> _Given entries_:
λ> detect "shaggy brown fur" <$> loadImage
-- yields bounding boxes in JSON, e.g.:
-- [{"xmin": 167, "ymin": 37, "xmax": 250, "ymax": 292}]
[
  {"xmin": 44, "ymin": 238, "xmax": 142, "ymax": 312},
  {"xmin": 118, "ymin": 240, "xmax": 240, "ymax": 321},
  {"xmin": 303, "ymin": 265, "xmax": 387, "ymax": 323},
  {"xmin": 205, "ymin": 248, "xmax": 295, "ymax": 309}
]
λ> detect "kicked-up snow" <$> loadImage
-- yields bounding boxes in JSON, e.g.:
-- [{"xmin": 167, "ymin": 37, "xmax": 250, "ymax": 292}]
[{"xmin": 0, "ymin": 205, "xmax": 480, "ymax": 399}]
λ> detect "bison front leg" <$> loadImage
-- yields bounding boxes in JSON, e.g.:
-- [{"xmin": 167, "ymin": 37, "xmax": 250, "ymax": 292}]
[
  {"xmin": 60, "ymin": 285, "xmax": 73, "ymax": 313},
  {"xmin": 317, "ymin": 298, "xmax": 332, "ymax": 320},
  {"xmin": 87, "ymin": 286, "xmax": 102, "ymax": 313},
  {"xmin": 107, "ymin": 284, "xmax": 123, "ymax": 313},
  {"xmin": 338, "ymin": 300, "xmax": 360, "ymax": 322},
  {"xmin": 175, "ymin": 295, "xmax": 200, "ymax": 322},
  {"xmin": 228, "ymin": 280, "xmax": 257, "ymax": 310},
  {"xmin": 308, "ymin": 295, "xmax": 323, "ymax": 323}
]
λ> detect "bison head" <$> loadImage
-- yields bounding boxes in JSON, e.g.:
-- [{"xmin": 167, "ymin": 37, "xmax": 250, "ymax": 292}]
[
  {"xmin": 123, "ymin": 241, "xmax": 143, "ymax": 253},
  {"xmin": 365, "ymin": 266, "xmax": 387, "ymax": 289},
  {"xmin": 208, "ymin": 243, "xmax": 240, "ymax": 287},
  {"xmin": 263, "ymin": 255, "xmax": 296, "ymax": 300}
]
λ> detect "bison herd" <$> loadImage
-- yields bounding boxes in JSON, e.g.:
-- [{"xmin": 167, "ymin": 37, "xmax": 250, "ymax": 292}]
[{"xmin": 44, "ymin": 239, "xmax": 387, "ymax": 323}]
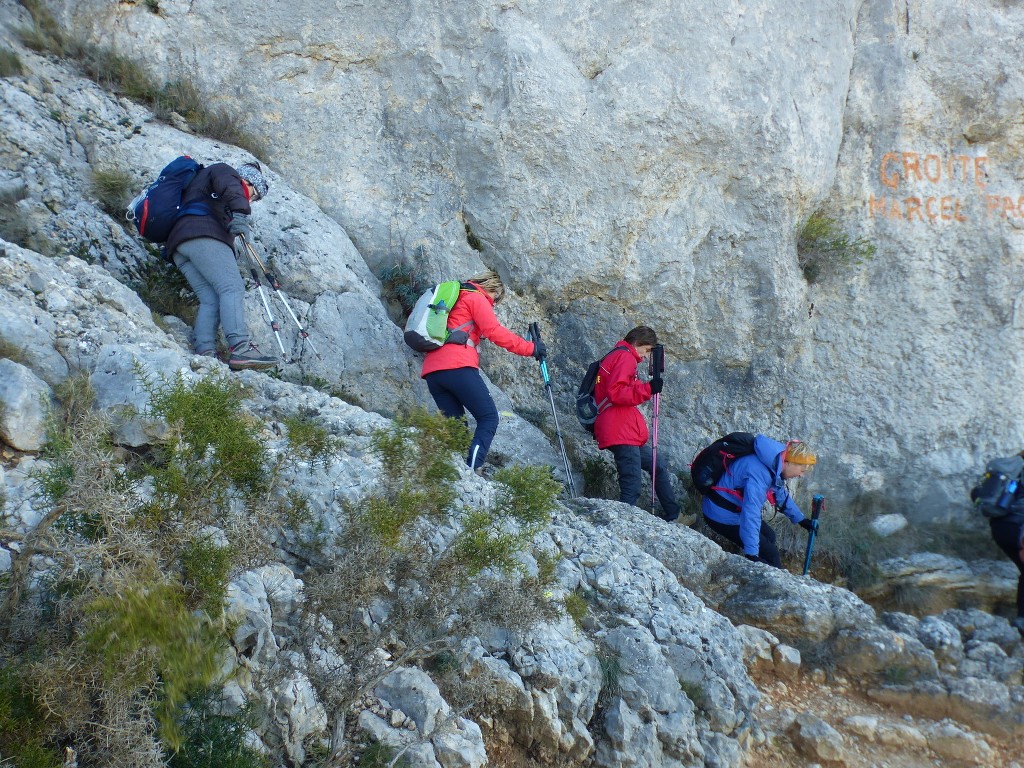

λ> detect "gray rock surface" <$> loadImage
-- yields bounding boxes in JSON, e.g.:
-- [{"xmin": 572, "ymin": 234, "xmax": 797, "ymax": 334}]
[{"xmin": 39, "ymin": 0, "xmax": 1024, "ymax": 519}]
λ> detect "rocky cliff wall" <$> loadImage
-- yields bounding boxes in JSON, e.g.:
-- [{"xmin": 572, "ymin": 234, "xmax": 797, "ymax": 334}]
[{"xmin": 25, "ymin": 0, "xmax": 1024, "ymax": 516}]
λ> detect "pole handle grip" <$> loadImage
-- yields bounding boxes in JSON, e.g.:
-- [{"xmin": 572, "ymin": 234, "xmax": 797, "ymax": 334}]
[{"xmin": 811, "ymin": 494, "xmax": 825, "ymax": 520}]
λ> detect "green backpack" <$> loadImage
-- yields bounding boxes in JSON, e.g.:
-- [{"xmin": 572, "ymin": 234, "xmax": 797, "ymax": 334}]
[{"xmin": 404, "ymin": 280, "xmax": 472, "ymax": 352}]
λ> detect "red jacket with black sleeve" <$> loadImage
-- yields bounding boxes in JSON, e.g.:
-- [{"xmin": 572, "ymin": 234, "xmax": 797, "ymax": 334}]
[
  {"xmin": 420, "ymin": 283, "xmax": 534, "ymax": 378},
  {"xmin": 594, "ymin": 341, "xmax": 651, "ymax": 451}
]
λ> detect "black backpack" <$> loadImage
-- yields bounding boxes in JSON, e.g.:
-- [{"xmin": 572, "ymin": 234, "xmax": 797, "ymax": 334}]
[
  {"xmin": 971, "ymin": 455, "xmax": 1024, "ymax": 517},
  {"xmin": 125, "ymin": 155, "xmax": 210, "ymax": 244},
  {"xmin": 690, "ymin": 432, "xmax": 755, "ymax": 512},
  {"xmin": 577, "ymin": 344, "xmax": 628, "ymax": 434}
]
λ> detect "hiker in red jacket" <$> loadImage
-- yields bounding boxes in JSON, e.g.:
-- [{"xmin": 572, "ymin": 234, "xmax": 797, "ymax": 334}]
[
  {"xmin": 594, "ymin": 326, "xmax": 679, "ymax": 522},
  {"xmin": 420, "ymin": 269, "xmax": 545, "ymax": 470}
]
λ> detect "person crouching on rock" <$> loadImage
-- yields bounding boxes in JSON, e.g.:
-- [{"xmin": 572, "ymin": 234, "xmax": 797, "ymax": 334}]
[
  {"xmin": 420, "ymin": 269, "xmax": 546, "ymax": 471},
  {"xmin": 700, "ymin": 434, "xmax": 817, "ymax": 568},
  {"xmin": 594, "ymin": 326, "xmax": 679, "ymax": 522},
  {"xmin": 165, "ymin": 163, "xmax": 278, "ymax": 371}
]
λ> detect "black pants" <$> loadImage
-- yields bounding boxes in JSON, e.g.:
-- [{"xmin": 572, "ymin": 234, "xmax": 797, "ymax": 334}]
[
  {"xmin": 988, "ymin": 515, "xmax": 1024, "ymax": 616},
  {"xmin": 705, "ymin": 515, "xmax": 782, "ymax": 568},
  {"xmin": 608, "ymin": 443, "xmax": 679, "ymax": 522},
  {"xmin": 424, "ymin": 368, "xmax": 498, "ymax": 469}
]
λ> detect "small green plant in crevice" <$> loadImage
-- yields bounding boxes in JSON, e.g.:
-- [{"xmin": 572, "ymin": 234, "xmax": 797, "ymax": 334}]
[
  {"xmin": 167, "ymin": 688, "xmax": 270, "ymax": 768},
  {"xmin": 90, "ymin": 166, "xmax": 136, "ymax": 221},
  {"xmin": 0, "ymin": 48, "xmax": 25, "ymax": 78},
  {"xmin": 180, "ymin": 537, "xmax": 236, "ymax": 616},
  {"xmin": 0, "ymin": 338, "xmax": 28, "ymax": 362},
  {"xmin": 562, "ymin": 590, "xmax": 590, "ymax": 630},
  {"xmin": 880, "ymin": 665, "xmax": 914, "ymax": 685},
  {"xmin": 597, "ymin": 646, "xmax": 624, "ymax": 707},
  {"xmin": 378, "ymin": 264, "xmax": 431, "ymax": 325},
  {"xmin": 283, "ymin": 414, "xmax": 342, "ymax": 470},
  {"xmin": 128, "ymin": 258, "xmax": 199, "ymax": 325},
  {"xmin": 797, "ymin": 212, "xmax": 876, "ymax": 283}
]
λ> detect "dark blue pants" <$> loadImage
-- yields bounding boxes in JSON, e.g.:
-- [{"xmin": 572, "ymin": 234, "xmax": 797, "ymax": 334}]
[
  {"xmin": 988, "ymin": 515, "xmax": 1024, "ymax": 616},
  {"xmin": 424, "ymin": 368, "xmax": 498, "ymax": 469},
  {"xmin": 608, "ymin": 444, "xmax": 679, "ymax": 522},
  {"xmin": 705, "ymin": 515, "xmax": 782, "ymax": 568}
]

> _Given exercise_: Report every line of the entries above that contains the word "pants", copying each line in full. Case counts.

> _Result below_:
λ> detect "black pants" <$> loadImage
λ> detect "dark blue pants" <$> loadImage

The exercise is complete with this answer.